Liste des tâches ::
1. Les affirmations (a), (b) et (c) s'accordent-elles avec le texte sur la Transnistrie ? (a) Ceux qui travaillent touchent 36 lei par jour. (b) Les préfets n'ont aucun pouvoir d'autoriser les Juifs à se déplacer. (c) Une miche de pain coûte 36 lei. Répondez par oui ou non à chacune, en citant exactement les mots décisifs du texte.
2. Extrayez du texte sur la Transnistrie le passage allant de « Ceux que l’on » jusqu'à « là-bas 300 lei. ».

Récemment, les S.S. auraient massacré en Transnistrie tout un lot de Juifs de Bucarest.

Ceux que l’on ne tue pas n’ont pas le droit d’emporter de l’argent. Très souvent, on leur vole leurs bagages à main; parfois même les effets d’habillement qu’ils portent sur eux. Ils ont passé le rigoureux hiver de 1941-1942 dans des villages détruits, sans feu, sans vêtements chauds, sans aliments, voire quelquefois sans abri. On a interdit à leurs coreligionnaires restés dans le Vieux Royaume4 de leur venir en aide. Ceux qui travaillent reçoivent par jour un mark de Transnistrie, c’est-à-dire 36 lei. Or, une miche de pain vaut là-bas 300 lei.

L’ordonnance No. 32 du gouverneur de la Transnistrie dispose que les Juifs qui sortent de leurs ghettos seront considérés comme espions et fusillés. Les préfets, il est vrai, peuvent les autoriser à se déplacer, mais pour obtenir une autorisation, il faut quitter le ghetto et, par conséquent, s’exposer à la mort. De nombreux Juifs ont été «exécutés» pour s’être rendus au marché afin d’y vendre quelque objet pour se procurer du pain.

Lignes affichées ::
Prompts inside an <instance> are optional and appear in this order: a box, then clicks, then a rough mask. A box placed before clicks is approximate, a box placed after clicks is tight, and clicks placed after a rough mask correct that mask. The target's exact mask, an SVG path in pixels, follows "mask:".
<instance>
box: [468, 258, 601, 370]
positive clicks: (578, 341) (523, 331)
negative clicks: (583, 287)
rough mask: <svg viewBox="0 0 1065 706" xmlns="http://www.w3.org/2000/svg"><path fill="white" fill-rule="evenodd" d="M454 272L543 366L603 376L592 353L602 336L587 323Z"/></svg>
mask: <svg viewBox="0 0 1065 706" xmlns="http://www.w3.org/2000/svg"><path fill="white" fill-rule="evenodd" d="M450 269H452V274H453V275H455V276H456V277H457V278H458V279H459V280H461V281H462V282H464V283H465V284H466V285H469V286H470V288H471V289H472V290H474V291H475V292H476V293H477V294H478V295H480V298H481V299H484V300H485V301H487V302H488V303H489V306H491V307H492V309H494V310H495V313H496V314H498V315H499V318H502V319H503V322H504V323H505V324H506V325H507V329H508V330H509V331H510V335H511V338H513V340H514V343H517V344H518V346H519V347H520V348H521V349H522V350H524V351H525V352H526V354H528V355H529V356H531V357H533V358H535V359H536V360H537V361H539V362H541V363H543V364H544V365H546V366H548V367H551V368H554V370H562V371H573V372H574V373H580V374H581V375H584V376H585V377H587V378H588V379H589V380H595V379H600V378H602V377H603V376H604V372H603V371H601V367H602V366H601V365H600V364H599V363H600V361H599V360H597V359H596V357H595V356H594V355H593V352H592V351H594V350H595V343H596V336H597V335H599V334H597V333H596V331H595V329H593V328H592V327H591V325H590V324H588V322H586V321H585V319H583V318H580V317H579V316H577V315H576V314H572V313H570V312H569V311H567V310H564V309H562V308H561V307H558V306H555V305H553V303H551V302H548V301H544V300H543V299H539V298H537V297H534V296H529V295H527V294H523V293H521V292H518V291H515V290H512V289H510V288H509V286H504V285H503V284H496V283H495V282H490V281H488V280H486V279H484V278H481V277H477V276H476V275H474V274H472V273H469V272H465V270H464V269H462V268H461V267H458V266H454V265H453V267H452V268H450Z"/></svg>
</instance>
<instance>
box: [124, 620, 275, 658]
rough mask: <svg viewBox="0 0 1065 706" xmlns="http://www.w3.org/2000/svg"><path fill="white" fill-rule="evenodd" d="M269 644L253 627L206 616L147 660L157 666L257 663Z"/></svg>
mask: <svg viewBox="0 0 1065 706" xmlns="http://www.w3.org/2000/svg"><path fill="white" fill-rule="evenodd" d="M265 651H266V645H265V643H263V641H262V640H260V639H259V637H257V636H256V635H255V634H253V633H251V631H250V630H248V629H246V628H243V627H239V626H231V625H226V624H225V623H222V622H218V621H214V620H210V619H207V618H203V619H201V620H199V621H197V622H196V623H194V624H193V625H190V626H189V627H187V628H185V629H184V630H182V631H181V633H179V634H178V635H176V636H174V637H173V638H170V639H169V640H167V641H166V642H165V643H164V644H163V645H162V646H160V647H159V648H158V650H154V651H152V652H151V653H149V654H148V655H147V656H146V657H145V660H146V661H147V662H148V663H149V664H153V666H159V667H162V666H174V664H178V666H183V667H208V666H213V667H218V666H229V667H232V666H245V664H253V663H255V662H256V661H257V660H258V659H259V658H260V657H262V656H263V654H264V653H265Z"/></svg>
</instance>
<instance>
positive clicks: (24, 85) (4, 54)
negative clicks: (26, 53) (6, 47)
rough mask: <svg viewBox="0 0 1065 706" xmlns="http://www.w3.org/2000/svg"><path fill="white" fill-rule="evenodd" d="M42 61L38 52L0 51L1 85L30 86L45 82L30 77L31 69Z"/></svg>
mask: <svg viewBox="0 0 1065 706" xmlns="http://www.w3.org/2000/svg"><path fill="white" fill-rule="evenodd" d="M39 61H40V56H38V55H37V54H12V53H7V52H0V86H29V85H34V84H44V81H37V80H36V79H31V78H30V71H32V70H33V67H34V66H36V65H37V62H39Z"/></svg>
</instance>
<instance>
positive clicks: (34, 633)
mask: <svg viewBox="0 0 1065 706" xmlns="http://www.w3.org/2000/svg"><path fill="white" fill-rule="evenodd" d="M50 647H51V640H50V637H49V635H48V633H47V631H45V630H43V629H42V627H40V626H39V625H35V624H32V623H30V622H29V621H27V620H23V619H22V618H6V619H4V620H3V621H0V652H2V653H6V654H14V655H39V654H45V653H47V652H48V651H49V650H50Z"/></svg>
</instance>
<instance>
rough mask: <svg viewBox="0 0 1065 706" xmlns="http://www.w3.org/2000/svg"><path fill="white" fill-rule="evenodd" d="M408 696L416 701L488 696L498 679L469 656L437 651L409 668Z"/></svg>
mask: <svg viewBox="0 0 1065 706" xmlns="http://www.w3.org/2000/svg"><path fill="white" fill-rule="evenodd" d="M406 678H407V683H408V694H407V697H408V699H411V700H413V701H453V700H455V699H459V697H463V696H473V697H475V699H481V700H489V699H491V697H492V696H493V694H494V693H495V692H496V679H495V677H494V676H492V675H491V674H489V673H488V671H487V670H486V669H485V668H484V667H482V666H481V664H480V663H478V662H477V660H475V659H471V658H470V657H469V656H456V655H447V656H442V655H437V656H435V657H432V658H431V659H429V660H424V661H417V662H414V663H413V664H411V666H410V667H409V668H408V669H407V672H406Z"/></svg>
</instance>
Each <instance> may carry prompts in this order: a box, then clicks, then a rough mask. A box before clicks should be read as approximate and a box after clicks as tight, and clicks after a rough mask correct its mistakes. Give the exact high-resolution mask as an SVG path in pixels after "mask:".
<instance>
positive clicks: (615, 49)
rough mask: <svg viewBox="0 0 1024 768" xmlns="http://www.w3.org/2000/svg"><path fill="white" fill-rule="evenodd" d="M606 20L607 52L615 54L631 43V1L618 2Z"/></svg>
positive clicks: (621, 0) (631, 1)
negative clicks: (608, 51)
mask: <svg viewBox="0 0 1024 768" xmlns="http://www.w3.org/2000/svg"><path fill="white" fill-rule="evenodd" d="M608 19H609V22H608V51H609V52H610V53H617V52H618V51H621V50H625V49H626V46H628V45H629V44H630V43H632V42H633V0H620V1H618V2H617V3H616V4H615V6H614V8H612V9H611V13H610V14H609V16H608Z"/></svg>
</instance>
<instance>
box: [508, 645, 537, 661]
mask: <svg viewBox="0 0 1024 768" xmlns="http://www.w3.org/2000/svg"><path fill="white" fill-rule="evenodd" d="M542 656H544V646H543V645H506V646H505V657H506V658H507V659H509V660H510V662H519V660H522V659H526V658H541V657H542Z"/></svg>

Liste des réponses ::
1.
(a) Oui : « Ceux qui travaillent reçoivent par jour un mark de Transnistrie, c’est-à-dire 36 lei. »
(b) Non : « Les préfets, il est vrai, peuvent les autoriser à se déplacer »
(c) Non : « Or, une miche de pain vaut là-bas 300 lei. »

2.
Ceux que l’on ne tue pas n’ont pas le droit d’emporter de l’argent. Très souvent, on leur vole leurs bagages à main; parfois même les effets d’habillement qu’ils portent sur eux. Ils ont passé le rigoureux hiver de 1941-1942 dans des villages détruits, sans feu, sans vêtements chauds, sans aliments, voire quelquefois sans abri. On a interdit à leurs coreligionnaires restés dans le Vieux Royaume4 de leur venir en aide. Ceux qui travaillent reçoivent par jour un mark de Transnistrie, c’est-à-dire 36 lei. Or, une miche de pain vaut là-bas 300 lei.